ABOUT THIS EXERCISE: Continue the summary of the Sparse Möbius Transform paper, starting right after its final sentence.

Learning to Understand: Identifying Interactions via the Möbius Transform
Justin S. Kang, Yigit E. Erginbas, Landon Butler, Ramtin Pedarsani, Kannan Ramchandran
TL;DR
This work proposes Sparse Möbius Transform (SMT) to identify high-order interactions in functions by exploiting sparsity in Möbius coefficients. By combining subsampling (aliasing) with non-adaptive group testing and a peeling message-passing algorithm, SMT achieves exact Möbius reconstruction with near-linear sample complexity $O(Kn)$ and near-quadratic time $O(Kn^2)$ under uniform-interaction assumptions, and $O(Kt\log n)$ samples with $t$-degree interactions in the low-degree setting, even in the presence of noise. The approach yields more faithful explanations than Shapley or Banzhaf values on several real-model tasks (e.g., breast cancer, sentiment analysis, and QA) given the same number of terms, highlighting the practical impact for model interpretability and data valuation. These results integrate ideas from sparse signal processing, coding theory, and group testing to deliver a scalable, non-adaptive framework for uncovering meaningful input interactions in complex models.

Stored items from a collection
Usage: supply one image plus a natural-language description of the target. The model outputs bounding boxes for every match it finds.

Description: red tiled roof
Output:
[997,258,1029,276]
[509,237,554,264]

ANSWER TO THIS TASK:
Abstract
One of the key challenges in machine learning is to find interpretable representations of learned functions. The Möbius transform is essential for this purpose, as its coefficients correspond to unique importance scores for sets of input variables. This transform is closely related to widely used game-theoretic notions of importance like the Shapley and Bhanzaf value, but it also captures crucial higher-order interactions. Although computing the obius Transform of a function with $n$ inputs involves $2^n$ coefficients, it becomes tractable when the function is sparse and of low-degree as we show is the case for many real-world functions. Under these conditions, the complexity of the transform computation is significantly reduced. When there are $K$ non-zero coefficients, our algorithm recovers the Möbius transform in $O(Kn)$ samples and $O(Kn^2)$ time asymptotically under certain assumptions, the first non-adaptive algorithm to do so. We also uncover a surprising connection between group testing and the Möbius transform. For functions where all interactions involve at most $t$ inputs, we use group testing results to compute the Möbius transform with $O(Kt\log n)$ sample complexity and $O(K\mathrm{poly}(n))$ time. A robust version of this algorithm withstands noise and maintains this complexity. This marks the first $n$ sub-linear query complexity, noise-tolerant algorithm for the Möbius transform. In several examples, we observe that representations generated via sparse Möbius transform are up to twice as faithful to the original function, as compared to Shaply and Banzhaf values, while using the same number of terms.